:: ITEMS ::
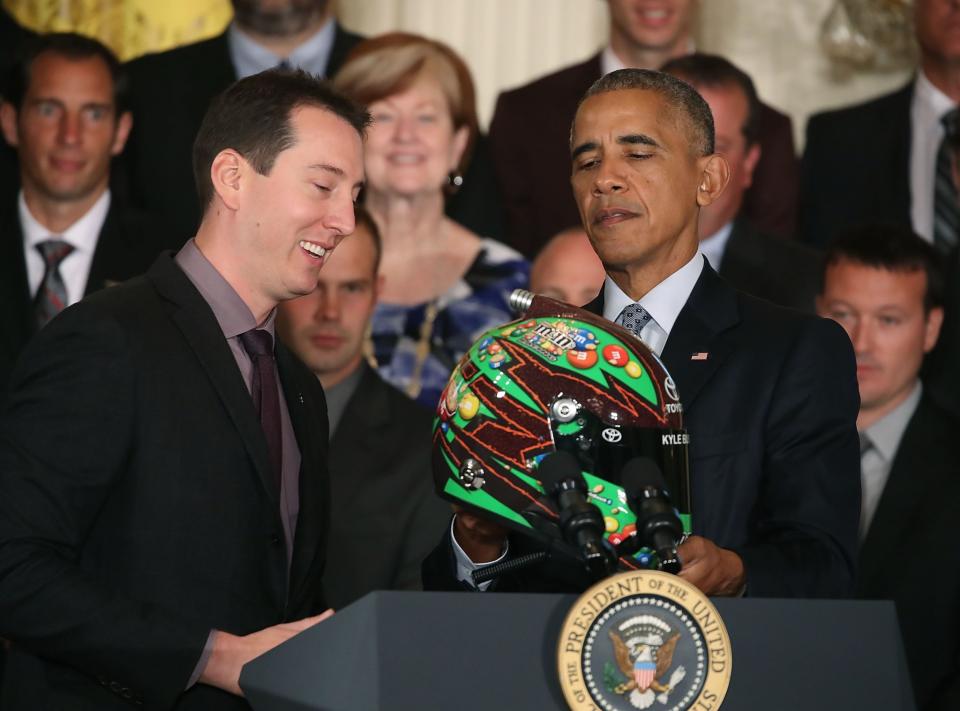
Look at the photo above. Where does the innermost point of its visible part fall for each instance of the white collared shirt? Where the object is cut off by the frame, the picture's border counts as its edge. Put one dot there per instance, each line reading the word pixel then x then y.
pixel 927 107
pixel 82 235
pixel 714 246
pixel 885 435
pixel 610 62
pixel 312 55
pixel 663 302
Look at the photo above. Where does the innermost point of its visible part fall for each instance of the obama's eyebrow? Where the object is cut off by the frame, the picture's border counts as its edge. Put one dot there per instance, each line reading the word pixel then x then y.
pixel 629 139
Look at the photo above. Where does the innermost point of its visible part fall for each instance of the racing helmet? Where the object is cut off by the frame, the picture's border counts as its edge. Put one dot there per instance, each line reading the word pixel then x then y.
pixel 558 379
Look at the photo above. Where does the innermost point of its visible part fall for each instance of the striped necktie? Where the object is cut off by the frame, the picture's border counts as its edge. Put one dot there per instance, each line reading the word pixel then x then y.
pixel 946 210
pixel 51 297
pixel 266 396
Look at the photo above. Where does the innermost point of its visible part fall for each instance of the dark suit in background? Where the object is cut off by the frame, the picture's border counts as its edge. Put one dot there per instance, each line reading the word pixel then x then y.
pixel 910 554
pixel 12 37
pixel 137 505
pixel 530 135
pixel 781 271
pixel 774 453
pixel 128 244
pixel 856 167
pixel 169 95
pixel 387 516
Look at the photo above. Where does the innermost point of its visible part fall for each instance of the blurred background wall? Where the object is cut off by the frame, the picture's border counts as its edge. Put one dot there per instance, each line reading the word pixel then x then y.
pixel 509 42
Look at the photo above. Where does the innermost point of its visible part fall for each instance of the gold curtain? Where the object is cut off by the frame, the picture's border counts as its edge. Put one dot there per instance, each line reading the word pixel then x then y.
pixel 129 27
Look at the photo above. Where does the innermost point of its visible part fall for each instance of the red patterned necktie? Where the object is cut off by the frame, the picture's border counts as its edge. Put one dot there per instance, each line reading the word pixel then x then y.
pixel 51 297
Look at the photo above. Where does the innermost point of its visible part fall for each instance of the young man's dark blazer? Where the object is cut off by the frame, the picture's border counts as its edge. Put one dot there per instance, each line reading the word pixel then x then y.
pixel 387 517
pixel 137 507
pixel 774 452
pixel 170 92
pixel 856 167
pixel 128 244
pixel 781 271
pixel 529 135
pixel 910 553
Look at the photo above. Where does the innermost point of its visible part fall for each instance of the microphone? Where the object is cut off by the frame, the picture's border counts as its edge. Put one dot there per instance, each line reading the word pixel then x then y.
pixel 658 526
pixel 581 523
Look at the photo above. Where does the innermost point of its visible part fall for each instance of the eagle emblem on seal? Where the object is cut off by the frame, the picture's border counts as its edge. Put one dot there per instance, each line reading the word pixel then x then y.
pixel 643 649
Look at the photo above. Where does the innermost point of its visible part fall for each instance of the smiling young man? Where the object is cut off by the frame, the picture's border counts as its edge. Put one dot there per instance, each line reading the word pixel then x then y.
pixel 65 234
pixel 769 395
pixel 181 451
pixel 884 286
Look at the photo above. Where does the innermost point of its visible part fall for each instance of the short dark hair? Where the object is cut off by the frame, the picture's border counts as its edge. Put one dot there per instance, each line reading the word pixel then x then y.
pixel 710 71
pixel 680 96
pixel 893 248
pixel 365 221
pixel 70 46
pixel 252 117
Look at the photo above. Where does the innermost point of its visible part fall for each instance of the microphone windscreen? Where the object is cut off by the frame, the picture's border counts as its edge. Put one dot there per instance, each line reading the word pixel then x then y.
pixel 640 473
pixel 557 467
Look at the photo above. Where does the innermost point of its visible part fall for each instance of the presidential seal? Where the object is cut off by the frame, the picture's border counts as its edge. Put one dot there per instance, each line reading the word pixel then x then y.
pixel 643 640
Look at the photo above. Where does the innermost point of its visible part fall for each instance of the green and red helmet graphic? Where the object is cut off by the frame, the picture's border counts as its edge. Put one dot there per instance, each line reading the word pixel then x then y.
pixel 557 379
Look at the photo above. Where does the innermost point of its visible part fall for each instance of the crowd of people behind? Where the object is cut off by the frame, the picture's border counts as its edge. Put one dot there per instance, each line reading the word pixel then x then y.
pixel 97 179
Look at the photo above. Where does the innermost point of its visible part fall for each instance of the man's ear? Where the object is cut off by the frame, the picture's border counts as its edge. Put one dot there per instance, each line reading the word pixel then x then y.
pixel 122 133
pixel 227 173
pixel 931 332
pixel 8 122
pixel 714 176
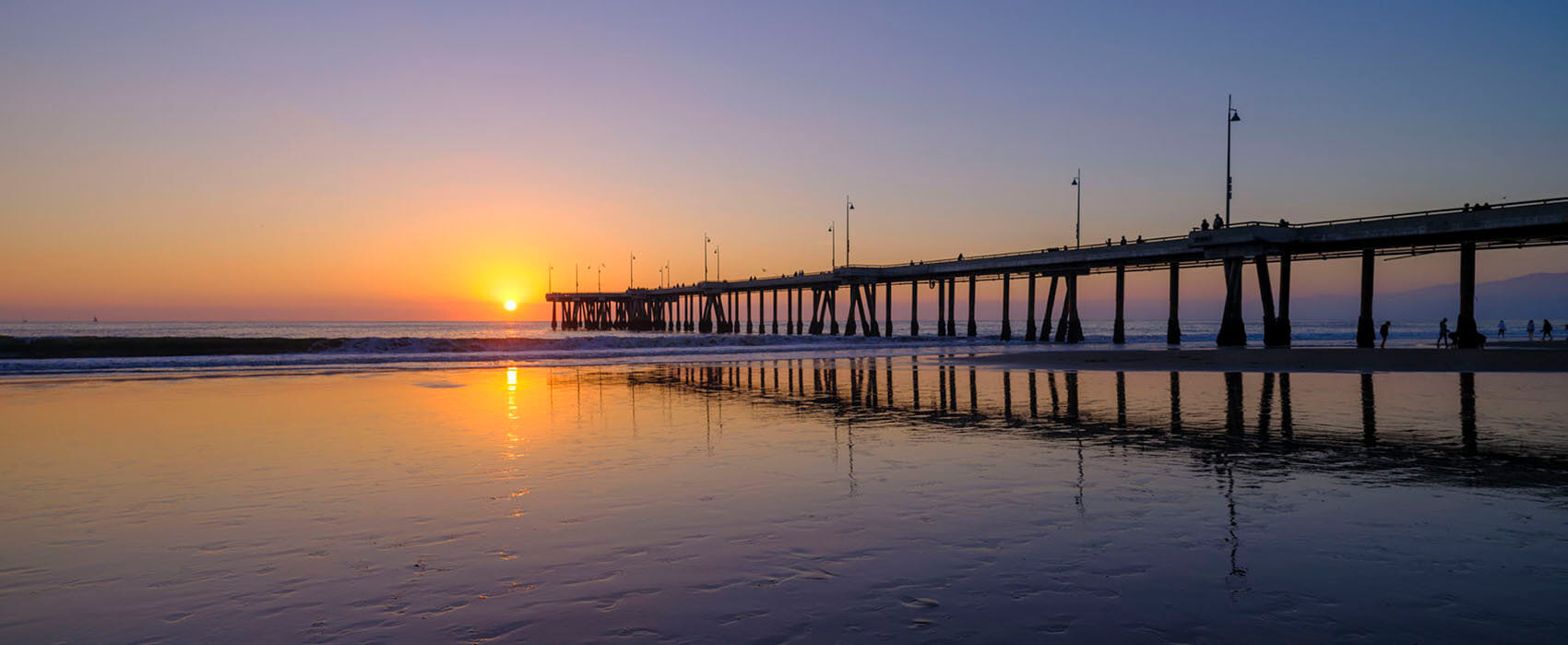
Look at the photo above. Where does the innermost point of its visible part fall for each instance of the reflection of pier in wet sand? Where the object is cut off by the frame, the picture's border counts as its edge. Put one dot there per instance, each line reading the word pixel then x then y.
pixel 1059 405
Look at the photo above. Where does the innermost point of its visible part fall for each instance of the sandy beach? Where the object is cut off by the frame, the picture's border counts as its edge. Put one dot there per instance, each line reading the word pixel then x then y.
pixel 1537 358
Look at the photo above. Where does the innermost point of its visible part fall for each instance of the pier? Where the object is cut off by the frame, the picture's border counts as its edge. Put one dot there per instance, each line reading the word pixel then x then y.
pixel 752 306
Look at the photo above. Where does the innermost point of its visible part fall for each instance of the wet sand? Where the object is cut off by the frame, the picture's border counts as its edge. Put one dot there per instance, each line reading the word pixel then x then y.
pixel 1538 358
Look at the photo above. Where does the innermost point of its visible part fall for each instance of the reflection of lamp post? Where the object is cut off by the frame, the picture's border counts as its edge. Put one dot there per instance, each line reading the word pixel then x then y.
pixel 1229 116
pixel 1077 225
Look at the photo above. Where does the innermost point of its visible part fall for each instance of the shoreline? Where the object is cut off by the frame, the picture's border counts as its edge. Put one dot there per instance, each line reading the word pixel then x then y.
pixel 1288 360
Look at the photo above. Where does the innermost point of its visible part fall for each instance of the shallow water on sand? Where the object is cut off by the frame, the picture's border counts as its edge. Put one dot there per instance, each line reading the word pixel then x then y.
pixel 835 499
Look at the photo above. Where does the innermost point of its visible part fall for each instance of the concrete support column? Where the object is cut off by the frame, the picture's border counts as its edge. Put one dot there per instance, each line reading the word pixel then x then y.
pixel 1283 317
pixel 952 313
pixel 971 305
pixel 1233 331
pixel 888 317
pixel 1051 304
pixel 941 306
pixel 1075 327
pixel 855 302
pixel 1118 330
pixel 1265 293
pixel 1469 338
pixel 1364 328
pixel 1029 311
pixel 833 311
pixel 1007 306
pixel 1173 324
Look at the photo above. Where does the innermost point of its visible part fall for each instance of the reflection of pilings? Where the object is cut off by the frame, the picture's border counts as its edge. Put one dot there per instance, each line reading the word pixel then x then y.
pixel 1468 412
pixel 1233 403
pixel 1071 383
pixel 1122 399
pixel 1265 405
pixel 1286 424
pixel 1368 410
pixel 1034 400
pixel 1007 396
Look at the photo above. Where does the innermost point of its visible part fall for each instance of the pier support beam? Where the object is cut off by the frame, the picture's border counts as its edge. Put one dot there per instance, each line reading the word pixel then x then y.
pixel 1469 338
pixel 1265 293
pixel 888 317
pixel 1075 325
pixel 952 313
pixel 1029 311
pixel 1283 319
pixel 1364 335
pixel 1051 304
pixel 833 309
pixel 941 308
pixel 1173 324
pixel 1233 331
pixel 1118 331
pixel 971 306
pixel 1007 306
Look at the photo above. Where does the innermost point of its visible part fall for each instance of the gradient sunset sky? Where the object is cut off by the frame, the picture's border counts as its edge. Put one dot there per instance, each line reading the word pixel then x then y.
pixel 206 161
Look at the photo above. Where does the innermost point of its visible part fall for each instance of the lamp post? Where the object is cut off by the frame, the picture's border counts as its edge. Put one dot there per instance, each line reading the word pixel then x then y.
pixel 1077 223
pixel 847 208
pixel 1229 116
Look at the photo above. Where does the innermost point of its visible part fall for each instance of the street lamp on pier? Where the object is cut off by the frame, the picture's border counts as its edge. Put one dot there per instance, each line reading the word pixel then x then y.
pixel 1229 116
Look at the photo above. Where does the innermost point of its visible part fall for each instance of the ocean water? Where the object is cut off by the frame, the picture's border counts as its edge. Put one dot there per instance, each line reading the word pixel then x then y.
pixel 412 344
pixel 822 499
:::
PROBLEM STATEMENT ▸ Copy the items word for word from the line with "of the short" to the line with "pixel 1059 405", including both of those lines. Leave out any pictures.

OUTPUT FOR THIS TASK ▸
Look at the photo above. Where does the innermost point of its visible part fall for each instance of the short dark hair? Where the object is cut off by the frame, the picture's border counts as its edge. Put one dot there per instance, each line reading the word pixel then x then y.
pixel 710 71
pixel 680 96
pixel 893 248
pixel 365 221
pixel 70 46
pixel 252 117
Look at the photo above. Where does the innermost point of its visible part fall for each instance of the microphone windscreen? Where the object is cut off by the frame, the picture's border counts as its edge. Put one dot there per instance, each line reading the word pixel then x then y.
pixel 640 473
pixel 557 467
Look at the photo above. Where does the innermost point of its visible part fall for each instance of the presidential seal? Where the object is cut off by the frame, the picture's border counts as its edge. Put one dot there per instance, each line reading the word pixel then x then y.
pixel 643 640
Look at the photo above. Where does the innermost point of its visible part fall for each instance of the green and red helmet graphic? Where the object is cut off by the frame, the picture's border counts as its edge. Put one dot there per instance, each line reading the word pixel then x then y.
pixel 557 379
Look at the photo above. Where does the innermost point of its visible part fall for each instance of the crowd of people behind? Where the object is cut off by the frame, the picture's border counts as its edge. Put one dot there per instance, each line reading the word pixel then x then y.
pixel 97 179
Look at the photo above. Where does the innermost point of its visible part fall for each instance of the man's ear? Where the object is cut off by the frame, the picture's border counts as its edge. Put one dot there per instance, each line reading the word pixel then x then y.
pixel 122 133
pixel 227 173
pixel 931 332
pixel 8 122
pixel 714 176
Look at the photo above. Where does the innermost point of its visible part fall for each instance of the reflection of pier in wet sand? Where the object is cut off by the frame, the picture's border counts as its edge. Put one dot there per instance, each line reading the word pixel then x then y.
pixel 1059 405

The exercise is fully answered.